Extracted records
○ ○ ○ ○

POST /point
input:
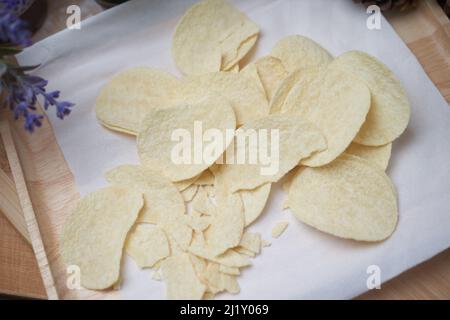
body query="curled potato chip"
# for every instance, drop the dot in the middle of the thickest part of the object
(230, 258)
(211, 36)
(181, 280)
(306, 91)
(227, 225)
(147, 245)
(268, 73)
(378, 155)
(124, 101)
(279, 228)
(229, 270)
(245, 97)
(337, 102)
(158, 149)
(206, 178)
(348, 198)
(295, 139)
(251, 241)
(300, 52)
(189, 193)
(95, 233)
(164, 204)
(254, 202)
(390, 111)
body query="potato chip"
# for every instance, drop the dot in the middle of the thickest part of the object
(229, 270)
(279, 228)
(245, 97)
(198, 223)
(305, 93)
(297, 140)
(268, 73)
(300, 52)
(246, 252)
(227, 225)
(349, 198)
(189, 193)
(230, 258)
(184, 184)
(158, 150)
(233, 56)
(339, 110)
(251, 241)
(390, 110)
(181, 280)
(211, 36)
(221, 281)
(95, 233)
(147, 245)
(164, 205)
(206, 178)
(125, 100)
(283, 90)
(378, 155)
(254, 202)
(202, 204)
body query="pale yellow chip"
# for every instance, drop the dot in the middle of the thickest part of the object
(180, 278)
(125, 100)
(297, 140)
(229, 270)
(95, 233)
(198, 223)
(254, 202)
(378, 155)
(202, 204)
(184, 184)
(349, 198)
(221, 281)
(234, 69)
(189, 193)
(227, 225)
(147, 245)
(268, 73)
(390, 110)
(211, 36)
(279, 228)
(300, 52)
(244, 251)
(283, 90)
(178, 160)
(338, 103)
(206, 178)
(164, 204)
(306, 91)
(230, 258)
(251, 241)
(247, 100)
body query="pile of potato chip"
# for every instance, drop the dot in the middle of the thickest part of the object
(336, 116)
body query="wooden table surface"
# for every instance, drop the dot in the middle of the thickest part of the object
(426, 31)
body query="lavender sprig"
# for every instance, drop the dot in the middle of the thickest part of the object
(22, 89)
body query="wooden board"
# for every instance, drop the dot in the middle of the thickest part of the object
(426, 32)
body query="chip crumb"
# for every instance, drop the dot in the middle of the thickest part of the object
(279, 228)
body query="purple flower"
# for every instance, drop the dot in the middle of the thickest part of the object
(13, 30)
(22, 89)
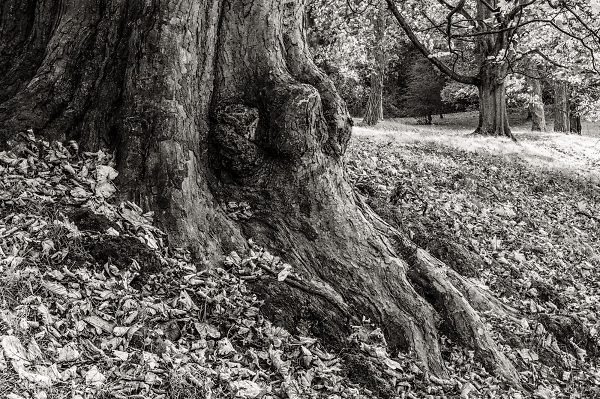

○ ○ ○ ○

### Exercise objective
Leaving the pictures out, transcribe the entries above exactly as written.

### Response
POST /point
input:
body query="curled potato chip"
# for every instance, drop the dot in the middle of the thickest part of the object
(230, 258)
(211, 36)
(181, 280)
(306, 91)
(227, 225)
(147, 245)
(268, 73)
(378, 155)
(124, 101)
(279, 228)
(229, 270)
(245, 97)
(337, 102)
(158, 149)
(206, 178)
(348, 198)
(295, 139)
(251, 241)
(300, 52)
(189, 193)
(95, 233)
(164, 204)
(254, 202)
(390, 111)
body query="potato chip"
# for every instance, drop the dot in the middle of the thickest part of the object
(229, 270)
(279, 228)
(245, 97)
(198, 223)
(305, 93)
(297, 140)
(268, 73)
(300, 52)
(246, 252)
(227, 225)
(349, 198)
(189, 193)
(230, 258)
(184, 184)
(158, 150)
(233, 56)
(339, 110)
(251, 241)
(390, 110)
(181, 280)
(211, 36)
(221, 281)
(95, 233)
(147, 245)
(164, 205)
(206, 178)
(125, 100)
(283, 90)
(378, 155)
(254, 202)
(202, 204)
body query="pale yellow chip"
# for every instance, drop the dot in the middle of the thickest part of the object
(180, 278)
(125, 100)
(297, 140)
(229, 270)
(95, 233)
(198, 223)
(254, 202)
(378, 155)
(202, 204)
(184, 184)
(349, 198)
(221, 281)
(234, 69)
(189, 193)
(227, 225)
(147, 245)
(268, 73)
(390, 110)
(211, 36)
(279, 228)
(300, 52)
(244, 251)
(283, 90)
(178, 160)
(338, 103)
(206, 178)
(164, 204)
(306, 91)
(230, 258)
(251, 241)
(247, 100)
body query="pile of potato chip"
# for every instance, drop the dot in the middle of the thickest part of the object
(336, 116)
body query="wooden table surface"
# for every instance, drop the dot in the middle of the thickest part of the object
(426, 31)
body query="lavender sprig"
# for every instance, drop the dot in the middle of the thickest part of the object
(22, 89)
body query="wooden board"
# for every instance, drop the dot in the middle of the thickest part of the object
(426, 32)
body query="chip crumb"
# for every instance, drop the dot in the middle of the thickest part of the object
(279, 228)
body query="purple flower"
# for every instance, drop the dot in the middle of the thickest part of the object
(13, 30)
(22, 89)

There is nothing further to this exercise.